WHAT THE TASK REQUIRES – Take each line of the entries below that contains "Format" and copy it.

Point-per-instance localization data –
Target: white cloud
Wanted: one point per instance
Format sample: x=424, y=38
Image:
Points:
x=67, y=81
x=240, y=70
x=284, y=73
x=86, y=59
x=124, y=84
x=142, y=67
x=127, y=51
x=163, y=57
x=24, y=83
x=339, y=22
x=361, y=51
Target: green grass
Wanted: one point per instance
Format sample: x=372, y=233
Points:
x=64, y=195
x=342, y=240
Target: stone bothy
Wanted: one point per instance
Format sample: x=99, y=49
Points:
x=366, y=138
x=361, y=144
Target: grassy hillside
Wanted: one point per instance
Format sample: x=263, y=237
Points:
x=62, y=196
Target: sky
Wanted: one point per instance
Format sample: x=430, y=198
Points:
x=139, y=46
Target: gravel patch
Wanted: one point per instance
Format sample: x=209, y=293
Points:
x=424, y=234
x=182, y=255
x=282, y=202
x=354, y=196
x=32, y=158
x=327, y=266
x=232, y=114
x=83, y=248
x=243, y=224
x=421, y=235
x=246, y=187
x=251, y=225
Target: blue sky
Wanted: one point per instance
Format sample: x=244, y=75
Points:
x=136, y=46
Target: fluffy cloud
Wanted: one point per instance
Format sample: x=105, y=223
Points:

TASK ANSWER –
Format sample: x=424, y=38
Format sample: x=372, y=233
Format sample: x=99, y=49
Format sample: x=263, y=237
Format sample: x=430, y=198
Format sample: x=209, y=293
Format sample: x=244, y=75
Format sample: x=105, y=223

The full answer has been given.